— begin DATASET ENTRIES —

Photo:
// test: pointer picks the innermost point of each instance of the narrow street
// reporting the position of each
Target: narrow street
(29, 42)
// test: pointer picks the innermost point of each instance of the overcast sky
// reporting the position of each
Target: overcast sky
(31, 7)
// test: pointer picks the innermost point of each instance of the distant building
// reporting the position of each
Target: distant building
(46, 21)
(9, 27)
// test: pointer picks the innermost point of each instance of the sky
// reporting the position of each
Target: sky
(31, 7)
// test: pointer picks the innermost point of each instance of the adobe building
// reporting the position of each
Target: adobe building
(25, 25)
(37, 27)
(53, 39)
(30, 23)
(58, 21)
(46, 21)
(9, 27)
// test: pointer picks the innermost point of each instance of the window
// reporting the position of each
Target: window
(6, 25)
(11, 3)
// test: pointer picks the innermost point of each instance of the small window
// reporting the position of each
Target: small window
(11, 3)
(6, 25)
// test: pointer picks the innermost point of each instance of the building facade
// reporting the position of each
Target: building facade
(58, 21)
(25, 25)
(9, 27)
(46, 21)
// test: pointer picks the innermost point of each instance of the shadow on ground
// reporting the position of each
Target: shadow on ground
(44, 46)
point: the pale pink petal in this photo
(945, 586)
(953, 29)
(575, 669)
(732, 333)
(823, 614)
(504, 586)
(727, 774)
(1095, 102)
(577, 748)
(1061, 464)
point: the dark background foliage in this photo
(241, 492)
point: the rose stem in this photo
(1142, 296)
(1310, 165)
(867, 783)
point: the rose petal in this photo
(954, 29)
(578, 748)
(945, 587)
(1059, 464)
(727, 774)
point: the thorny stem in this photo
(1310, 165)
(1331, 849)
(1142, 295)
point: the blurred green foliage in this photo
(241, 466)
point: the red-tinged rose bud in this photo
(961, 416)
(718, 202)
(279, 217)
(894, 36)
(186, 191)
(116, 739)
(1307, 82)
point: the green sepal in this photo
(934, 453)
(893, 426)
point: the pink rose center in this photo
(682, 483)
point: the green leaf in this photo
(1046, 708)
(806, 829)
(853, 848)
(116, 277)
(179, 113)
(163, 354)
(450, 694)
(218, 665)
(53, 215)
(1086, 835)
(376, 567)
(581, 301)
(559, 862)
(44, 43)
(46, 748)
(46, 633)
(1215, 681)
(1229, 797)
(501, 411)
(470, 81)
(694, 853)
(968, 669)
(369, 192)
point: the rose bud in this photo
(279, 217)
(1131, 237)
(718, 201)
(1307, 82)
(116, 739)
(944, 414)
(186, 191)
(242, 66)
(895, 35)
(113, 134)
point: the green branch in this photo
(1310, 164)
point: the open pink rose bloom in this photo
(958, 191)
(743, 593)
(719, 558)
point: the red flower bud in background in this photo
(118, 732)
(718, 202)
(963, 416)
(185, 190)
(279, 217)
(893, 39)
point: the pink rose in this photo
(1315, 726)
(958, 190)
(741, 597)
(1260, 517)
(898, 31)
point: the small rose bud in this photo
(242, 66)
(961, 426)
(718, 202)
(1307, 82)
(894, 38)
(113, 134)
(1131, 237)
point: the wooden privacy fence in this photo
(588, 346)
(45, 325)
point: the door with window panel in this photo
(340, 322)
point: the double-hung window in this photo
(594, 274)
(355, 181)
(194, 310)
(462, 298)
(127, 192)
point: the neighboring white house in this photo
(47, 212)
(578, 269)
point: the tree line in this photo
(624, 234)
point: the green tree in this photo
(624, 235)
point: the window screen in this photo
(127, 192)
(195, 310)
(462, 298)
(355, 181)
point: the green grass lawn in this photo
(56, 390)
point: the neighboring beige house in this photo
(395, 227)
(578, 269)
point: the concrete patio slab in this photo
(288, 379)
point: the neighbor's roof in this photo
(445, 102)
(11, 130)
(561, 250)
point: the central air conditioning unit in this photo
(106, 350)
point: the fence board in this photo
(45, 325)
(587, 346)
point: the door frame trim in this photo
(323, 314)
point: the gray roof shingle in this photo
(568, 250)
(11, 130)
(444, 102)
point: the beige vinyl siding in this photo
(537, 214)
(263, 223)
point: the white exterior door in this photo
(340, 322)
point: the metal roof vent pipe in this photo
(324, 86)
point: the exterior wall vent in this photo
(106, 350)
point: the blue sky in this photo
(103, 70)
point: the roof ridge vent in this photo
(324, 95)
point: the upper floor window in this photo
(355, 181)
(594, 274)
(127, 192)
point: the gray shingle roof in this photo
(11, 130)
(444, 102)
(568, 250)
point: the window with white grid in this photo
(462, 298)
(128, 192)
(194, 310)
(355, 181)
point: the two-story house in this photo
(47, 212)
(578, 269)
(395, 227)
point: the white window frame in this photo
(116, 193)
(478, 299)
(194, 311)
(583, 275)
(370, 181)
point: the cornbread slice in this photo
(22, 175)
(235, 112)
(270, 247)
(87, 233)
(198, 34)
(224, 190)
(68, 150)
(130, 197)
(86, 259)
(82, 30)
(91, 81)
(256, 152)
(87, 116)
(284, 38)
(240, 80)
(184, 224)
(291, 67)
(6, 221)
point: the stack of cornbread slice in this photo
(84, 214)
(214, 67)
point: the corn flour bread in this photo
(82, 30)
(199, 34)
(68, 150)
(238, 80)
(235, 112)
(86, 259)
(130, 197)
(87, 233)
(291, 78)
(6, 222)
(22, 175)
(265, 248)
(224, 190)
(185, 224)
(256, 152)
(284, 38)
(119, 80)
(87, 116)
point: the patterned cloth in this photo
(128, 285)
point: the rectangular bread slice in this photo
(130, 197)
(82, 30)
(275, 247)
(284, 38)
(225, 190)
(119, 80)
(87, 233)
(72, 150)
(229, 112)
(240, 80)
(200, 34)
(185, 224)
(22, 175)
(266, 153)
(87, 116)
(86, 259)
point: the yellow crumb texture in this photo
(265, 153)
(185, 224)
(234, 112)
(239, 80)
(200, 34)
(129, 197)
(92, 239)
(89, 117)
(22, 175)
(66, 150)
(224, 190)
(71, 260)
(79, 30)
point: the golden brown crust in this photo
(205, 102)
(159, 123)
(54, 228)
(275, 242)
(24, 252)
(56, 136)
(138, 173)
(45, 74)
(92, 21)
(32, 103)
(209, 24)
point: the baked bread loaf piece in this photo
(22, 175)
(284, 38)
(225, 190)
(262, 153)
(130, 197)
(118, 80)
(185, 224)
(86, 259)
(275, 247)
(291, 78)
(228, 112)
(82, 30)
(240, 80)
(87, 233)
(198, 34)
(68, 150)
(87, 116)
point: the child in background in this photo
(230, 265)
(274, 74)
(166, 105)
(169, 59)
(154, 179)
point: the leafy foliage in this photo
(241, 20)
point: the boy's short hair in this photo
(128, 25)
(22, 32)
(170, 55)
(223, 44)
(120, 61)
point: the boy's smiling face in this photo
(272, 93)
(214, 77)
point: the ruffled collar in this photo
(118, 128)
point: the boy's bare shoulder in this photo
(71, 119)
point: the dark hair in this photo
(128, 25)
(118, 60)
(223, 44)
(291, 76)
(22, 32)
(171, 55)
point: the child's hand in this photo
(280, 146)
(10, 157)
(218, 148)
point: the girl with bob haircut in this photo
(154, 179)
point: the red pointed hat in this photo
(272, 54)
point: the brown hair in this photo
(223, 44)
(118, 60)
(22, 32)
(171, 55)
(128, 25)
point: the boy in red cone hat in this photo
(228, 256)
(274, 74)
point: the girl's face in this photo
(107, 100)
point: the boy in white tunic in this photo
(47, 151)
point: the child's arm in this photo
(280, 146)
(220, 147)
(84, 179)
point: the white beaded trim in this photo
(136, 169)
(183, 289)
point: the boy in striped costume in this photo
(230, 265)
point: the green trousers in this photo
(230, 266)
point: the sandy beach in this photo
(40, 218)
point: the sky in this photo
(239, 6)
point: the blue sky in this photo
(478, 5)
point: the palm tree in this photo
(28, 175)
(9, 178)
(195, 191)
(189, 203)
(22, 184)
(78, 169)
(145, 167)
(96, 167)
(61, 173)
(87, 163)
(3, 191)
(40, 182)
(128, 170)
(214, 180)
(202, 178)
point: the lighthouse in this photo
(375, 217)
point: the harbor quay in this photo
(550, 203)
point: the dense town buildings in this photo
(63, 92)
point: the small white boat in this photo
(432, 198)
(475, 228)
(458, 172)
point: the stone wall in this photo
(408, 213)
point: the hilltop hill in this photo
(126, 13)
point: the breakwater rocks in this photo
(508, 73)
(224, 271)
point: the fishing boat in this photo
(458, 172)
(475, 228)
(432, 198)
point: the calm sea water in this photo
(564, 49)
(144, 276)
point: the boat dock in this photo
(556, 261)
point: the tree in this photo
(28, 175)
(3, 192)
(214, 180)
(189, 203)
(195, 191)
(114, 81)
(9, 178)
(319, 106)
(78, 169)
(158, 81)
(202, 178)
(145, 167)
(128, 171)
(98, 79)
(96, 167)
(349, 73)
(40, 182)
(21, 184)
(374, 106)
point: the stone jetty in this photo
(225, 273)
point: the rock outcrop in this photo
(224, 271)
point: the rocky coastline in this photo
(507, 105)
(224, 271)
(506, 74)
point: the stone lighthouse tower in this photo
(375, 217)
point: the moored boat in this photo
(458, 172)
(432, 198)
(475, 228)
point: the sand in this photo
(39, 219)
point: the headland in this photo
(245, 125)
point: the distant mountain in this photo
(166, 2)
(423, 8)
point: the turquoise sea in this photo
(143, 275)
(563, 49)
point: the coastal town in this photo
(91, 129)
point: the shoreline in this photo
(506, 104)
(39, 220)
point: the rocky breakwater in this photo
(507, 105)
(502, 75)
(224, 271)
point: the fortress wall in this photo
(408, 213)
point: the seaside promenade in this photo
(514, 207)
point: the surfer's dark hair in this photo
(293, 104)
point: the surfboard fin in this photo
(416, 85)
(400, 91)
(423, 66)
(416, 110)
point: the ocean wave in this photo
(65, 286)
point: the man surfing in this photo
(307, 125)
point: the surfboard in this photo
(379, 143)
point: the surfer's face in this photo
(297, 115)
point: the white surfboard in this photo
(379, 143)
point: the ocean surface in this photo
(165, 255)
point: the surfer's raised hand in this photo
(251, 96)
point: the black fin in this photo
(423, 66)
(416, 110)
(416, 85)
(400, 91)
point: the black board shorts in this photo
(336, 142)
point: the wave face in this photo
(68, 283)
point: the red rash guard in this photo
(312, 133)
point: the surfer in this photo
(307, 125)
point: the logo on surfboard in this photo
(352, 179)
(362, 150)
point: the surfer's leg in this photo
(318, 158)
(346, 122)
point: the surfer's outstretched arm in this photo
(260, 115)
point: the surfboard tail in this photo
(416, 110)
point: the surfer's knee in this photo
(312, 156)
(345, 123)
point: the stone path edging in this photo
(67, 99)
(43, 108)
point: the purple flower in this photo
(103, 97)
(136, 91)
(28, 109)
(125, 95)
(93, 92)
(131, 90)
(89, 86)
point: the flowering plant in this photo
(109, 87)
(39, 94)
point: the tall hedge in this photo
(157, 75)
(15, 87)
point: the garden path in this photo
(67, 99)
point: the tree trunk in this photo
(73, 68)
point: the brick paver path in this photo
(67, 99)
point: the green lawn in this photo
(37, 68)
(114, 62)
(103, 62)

— end DATASET ENTRIES —

• _WHAT IS ASKED_: Rescale the stretch from the line containing "point: the purple flower in this photo" through the end of the material, reproducing only those lines, requests included. Multiply every coordinate in the answers by 2.3 and round each to a whole number, with halves going up.

• _WRITTEN SOLUTION_:
point: the purple flower in this photo
(237, 223)
(313, 209)
(64, 251)
(288, 219)
(214, 212)
(301, 207)
(205, 198)
point: the flowering plant in this photo
(251, 200)
(90, 216)
point: the tall hedge in this photo
(361, 173)
(35, 200)
point: the garden path in this photo
(154, 228)
point: the tree trunk in this photo
(168, 156)
point: the brick paver path in this photo
(154, 228)
point: the green lawn in this photo
(85, 156)
(262, 143)
(237, 143)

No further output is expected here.